Which lines below contain the word "ground"? Show each one in full, and count a match only when the case is the same.
** start of Record set **
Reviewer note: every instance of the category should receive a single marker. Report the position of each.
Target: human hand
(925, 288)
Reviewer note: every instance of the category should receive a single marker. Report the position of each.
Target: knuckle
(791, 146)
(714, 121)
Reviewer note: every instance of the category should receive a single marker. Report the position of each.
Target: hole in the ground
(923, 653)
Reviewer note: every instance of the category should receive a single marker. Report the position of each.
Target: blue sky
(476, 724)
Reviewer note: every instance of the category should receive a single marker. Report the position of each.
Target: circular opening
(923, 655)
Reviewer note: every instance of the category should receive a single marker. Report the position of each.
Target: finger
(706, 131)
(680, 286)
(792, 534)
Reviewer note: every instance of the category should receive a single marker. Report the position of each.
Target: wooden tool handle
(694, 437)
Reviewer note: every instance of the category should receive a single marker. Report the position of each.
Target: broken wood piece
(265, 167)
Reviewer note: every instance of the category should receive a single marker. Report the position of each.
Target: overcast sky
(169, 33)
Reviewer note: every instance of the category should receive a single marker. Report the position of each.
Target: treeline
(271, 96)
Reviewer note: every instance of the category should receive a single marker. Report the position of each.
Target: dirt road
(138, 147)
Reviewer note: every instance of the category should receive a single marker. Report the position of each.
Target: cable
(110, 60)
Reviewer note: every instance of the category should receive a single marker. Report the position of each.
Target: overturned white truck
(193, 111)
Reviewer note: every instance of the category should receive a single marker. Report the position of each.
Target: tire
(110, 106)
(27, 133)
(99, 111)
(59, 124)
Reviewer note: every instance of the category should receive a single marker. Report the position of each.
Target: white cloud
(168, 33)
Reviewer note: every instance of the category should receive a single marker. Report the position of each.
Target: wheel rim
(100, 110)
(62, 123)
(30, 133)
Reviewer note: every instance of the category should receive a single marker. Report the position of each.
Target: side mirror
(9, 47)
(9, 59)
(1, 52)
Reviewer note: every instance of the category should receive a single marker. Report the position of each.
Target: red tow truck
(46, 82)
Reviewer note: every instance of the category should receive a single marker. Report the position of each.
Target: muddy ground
** end of Record set **
Solution for this task:
Target: hole in the ground
Target: muddy ground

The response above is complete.